**Exercise objective**
Which lines come from the start of the records through the line that holds "Annotate rectangular serving"? Write them out word for word.

━━━━━━━━

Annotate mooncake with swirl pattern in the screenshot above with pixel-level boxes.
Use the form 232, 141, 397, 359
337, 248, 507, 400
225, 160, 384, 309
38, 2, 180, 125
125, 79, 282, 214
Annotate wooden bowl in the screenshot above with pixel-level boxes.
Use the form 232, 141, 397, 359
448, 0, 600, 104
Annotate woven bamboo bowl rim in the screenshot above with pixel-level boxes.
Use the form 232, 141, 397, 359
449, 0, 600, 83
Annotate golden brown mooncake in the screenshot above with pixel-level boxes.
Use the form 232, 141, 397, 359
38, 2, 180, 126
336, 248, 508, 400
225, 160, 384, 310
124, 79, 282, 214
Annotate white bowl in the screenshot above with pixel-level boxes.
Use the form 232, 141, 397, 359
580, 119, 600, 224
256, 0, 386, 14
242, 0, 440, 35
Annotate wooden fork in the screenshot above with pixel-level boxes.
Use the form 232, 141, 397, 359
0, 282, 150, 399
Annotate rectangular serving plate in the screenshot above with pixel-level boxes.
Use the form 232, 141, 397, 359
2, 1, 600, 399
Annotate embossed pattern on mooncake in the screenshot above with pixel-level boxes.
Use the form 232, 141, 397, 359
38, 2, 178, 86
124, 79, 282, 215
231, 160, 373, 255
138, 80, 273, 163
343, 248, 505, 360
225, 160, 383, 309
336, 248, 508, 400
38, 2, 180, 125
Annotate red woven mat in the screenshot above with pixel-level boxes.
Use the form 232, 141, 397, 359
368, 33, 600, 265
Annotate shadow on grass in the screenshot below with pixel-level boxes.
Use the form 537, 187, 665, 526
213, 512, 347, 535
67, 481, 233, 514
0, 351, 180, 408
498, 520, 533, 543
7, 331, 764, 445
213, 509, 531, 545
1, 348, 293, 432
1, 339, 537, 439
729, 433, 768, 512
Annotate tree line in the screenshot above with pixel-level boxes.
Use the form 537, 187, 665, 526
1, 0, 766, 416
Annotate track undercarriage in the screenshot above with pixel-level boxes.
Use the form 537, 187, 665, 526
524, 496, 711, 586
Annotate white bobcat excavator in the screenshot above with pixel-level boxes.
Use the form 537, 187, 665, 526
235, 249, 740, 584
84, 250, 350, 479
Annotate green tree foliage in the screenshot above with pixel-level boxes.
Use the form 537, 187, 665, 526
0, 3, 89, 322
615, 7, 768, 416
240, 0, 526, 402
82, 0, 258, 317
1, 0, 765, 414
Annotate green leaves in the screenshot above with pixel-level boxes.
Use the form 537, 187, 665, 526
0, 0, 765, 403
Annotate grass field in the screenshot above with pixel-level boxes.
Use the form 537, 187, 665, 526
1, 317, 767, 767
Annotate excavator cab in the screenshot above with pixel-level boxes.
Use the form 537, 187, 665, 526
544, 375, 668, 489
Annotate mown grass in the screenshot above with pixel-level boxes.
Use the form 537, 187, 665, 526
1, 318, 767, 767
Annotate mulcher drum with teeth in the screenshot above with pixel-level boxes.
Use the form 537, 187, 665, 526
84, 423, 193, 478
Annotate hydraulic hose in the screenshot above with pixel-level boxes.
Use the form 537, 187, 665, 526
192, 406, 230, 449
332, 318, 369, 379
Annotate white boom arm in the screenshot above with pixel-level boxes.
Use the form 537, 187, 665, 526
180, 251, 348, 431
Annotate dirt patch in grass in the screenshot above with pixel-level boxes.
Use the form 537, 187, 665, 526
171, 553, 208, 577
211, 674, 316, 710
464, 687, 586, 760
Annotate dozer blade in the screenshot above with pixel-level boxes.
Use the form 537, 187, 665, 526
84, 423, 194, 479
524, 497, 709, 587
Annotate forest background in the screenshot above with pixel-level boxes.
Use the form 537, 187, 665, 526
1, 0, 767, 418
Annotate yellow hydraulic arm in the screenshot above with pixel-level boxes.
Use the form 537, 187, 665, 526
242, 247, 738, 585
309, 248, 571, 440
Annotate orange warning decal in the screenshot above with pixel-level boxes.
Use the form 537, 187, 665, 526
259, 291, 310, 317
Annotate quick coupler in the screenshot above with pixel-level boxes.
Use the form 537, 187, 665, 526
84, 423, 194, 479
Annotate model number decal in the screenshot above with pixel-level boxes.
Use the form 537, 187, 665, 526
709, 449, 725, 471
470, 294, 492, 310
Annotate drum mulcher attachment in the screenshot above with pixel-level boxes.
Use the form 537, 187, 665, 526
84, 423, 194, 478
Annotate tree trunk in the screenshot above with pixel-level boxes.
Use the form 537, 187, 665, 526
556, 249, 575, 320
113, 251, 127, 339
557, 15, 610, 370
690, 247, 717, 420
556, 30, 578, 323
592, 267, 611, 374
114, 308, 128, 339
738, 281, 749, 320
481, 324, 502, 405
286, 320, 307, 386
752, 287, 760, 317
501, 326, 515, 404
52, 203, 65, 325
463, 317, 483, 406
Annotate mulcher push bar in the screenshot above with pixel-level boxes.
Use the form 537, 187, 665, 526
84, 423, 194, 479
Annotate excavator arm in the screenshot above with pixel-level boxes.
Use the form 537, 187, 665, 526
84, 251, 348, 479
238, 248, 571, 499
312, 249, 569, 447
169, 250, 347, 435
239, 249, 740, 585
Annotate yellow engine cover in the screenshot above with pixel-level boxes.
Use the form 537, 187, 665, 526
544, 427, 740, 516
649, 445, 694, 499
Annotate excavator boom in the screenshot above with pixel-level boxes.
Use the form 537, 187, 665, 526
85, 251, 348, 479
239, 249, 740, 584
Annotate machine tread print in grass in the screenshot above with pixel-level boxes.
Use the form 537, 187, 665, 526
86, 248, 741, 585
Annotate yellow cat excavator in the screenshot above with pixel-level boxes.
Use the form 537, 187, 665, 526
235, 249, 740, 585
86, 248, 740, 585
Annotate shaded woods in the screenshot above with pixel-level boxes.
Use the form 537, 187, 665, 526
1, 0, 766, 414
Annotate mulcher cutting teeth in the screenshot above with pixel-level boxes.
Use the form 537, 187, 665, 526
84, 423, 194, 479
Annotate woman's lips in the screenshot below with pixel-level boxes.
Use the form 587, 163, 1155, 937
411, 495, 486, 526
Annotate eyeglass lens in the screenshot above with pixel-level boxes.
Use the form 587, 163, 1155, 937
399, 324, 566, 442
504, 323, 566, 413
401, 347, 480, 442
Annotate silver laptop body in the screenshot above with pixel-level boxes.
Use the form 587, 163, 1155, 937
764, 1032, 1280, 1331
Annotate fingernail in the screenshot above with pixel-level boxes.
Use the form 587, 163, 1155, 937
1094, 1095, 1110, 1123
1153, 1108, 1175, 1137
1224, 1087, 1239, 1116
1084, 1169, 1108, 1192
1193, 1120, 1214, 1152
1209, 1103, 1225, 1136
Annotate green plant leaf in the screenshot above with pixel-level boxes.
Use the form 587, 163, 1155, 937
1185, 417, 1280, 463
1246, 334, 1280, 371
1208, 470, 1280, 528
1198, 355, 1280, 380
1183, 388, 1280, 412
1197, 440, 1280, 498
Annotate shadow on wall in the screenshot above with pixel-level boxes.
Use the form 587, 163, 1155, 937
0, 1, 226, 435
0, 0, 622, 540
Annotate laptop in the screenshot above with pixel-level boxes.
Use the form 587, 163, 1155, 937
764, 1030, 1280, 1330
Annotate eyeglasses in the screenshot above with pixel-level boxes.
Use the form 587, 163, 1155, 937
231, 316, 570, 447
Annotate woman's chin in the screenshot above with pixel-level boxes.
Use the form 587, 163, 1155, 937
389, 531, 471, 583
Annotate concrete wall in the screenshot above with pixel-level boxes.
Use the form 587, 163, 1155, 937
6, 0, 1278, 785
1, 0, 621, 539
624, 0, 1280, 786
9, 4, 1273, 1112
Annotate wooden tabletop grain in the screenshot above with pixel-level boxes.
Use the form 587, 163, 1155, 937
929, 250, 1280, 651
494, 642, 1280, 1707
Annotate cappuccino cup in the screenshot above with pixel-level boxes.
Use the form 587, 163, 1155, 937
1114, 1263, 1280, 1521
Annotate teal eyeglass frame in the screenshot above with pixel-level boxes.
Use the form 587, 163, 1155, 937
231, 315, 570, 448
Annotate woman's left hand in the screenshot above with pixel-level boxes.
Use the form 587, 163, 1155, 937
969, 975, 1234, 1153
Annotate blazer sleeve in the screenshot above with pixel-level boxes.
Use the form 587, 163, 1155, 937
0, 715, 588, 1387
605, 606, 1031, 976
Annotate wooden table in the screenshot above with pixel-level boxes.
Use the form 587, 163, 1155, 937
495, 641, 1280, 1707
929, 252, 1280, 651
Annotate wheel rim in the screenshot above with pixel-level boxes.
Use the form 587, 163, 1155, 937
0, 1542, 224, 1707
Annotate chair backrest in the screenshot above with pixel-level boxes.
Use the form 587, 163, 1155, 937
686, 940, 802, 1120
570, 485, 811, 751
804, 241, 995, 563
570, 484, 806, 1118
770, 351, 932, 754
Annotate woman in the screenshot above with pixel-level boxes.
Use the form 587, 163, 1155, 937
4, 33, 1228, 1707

━━━━━━━━

**Answer to the exercise**
Annotate mooncake with swirl pattern in the screenshot above with pixel-level boxes.
Use the form 232, 141, 397, 359
337, 248, 507, 400
225, 160, 384, 309
38, 2, 180, 125
125, 79, 282, 214
Annotate wooden bowl in the screenshot above with pixel-level boxes.
Use the form 232, 141, 397, 359
448, 0, 600, 104
Annotate woven bamboo bowl rim in the screenshot above with pixel-level boxes.
Use the form 232, 141, 397, 359
449, 0, 600, 83
Annotate golden brown mooncake in the screenshot above with pixel-level boxes.
Use the form 232, 141, 397, 359
38, 2, 180, 126
336, 248, 508, 400
225, 160, 384, 310
124, 79, 282, 214
Annotate white bowl in the screenshot above with pixel-level boxes.
Use the form 232, 141, 397, 359
580, 119, 600, 224
256, 0, 386, 14
242, 0, 440, 35
Annotate wooden fork in the screenshot above with pixel-level boxes.
Use the form 232, 141, 397, 359
0, 282, 150, 399
Annotate rectangular serving plate in the screenshot above with pixel-level boxes.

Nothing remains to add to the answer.